Type every record exactly as it appears.

(Records of labeled points)
^^^^

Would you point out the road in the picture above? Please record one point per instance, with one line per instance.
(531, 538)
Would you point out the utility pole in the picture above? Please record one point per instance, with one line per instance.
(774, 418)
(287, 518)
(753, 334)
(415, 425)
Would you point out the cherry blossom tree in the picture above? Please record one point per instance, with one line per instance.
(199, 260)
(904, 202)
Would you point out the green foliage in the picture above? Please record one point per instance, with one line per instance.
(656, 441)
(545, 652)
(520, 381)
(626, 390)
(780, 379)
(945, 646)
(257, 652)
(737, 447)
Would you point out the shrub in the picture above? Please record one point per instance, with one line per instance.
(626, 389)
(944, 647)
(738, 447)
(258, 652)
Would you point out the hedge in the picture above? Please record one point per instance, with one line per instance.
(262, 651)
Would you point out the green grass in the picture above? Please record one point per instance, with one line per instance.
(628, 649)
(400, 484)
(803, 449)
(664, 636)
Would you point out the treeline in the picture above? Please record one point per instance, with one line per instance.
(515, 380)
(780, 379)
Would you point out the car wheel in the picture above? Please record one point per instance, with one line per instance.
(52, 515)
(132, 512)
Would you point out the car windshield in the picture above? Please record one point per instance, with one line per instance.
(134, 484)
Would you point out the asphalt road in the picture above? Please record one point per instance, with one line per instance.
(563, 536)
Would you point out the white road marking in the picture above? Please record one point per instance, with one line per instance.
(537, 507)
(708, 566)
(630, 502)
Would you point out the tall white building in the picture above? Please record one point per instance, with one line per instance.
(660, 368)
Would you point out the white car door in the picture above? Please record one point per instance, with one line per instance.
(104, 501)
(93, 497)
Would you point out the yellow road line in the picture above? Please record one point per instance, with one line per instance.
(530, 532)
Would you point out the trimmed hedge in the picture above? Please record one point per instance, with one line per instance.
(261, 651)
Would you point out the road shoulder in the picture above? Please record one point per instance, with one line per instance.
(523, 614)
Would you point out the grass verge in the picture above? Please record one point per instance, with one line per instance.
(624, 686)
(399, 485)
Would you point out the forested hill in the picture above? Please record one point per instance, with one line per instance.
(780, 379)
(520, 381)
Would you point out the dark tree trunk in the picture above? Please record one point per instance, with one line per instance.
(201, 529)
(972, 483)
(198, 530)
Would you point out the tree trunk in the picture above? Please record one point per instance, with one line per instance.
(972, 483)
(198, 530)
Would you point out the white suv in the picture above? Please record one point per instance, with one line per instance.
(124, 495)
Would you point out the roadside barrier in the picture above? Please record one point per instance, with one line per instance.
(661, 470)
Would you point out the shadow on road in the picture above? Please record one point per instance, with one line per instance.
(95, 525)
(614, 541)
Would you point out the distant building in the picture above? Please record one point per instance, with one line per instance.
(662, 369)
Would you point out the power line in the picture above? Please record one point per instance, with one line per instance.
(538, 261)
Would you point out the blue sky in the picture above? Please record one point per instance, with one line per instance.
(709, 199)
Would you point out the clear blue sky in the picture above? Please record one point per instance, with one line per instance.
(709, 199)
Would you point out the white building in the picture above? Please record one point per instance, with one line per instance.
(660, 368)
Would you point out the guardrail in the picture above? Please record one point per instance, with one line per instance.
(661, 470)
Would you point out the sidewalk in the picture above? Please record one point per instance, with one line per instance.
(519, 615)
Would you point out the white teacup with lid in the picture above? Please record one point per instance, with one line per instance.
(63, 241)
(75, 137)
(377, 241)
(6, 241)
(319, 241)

^^^^

RESPONSE TO THE TASK:
Would you point out the road in the picture above? Please record one point per instance, with one line per instance.
(531, 538)
Would you point out the utility pole in the picture above? Please record one point per instance, with one line per instance.
(774, 418)
(287, 518)
(753, 334)
(415, 425)
Would you point out the cherry blossom tree in the picture above? Please record one point per instance, with one line per instance.
(199, 260)
(904, 202)
Would you point out the green foliage in the picture above? Please record one point per instance, with one line per instance.
(656, 441)
(545, 652)
(520, 381)
(626, 390)
(780, 379)
(945, 646)
(257, 652)
(737, 447)
Would you point out the shrub in the picture above? Please record one point per instance, with one line per instance.
(626, 389)
(944, 647)
(738, 447)
(258, 652)
Would you point out the hedge in the picture above? Please record one point per instance, with one line per instance.
(262, 651)
Would you point out the green grass in the picture above? Please record one point per instance, with one line per instance.
(628, 649)
(400, 484)
(803, 449)
(664, 636)
Would you point out the treeline in the picture above? Please record one point per instance, with one line per instance.
(515, 380)
(780, 379)
Would you point out the car wheel in the picture above? Please record one point per instance, with one line per instance.
(52, 515)
(132, 512)
Would you point out the car windshield in the picture above? Please record one point per instance, with one line per instance.
(134, 484)
Would you point out the asphalt road in the picture above? Please record one point per instance, with one line per instance.
(563, 536)
Would you point out the white road marking in the picture above? Please record one point per instance, with one line per instance.
(537, 507)
(708, 566)
(630, 502)
Would you point out the tall white building in the picture above? Please record one point per instance, with one line per instance.
(660, 368)
Would you point out the white car door in the picture above? Please record one point per instance, with one line per instance.
(104, 501)
(93, 497)
Would you point out the yellow road line in the picture above? Please record one point per instance, with one line per instance.
(530, 532)
Would you point out the trimmed hedge in the picture above? Please record one point per instance, with one line per instance.
(261, 651)
Would you point out the road shoulder in the picture above? Please record one point per instance, with one line per instance.
(523, 614)
Would you point out the grass verge in the picture above? Please record one point per instance, with one line per instance.
(624, 686)
(399, 485)
Would you point out the forested hill in the picture above? Please record one point per instance, with one line per instance.
(780, 379)
(520, 381)
Would you point out the dark tree trunk in the picture above? Please record one point per instance, with one line per instance.
(201, 529)
(972, 483)
(198, 530)
Would you point out the tree trunk in the picture above? Please record one point per instance, with one line per instance.
(972, 483)
(198, 530)
Would you point out the white suv in the picture above? Please record one point per instance, with one line per instance.
(124, 495)
Would you point out the roadside barrier in the picture above? Please record one point per instance, with one line per instance.
(661, 470)
Would you point out the shadow on road in the picture above? Please record one point per instance, with one line per instance.
(95, 525)
(614, 541)
Would you point out the distant building in the picture above? Please record one point per instance, with one line per instance.
(662, 369)
Would you point out the power line in the picture above? Please record one point per instance, with one line per instance.
(538, 261)
Would you point out the blue sky in the picture above? Please record one point per instance, with one line per instance.
(709, 199)
Would you point out the clear blue sky in the picture above? Please record one point per instance, with one line per instance.
(709, 199)
Would you point out the white building in the picture above? Please record one point per instance, with one line per instance.
(660, 368)
Would you point out the guardrail in the picture above? Please record one point per instance, with one line per instance.
(661, 470)
Would you point out the sidewalk in the picture above? Please record one point per instance, with one line per instance.
(519, 615)
Would you point out the white teacup with lid in the picture above? Please record one point per instance, with one line per instance.
(63, 241)
(75, 137)
(377, 241)
(6, 241)
(319, 241)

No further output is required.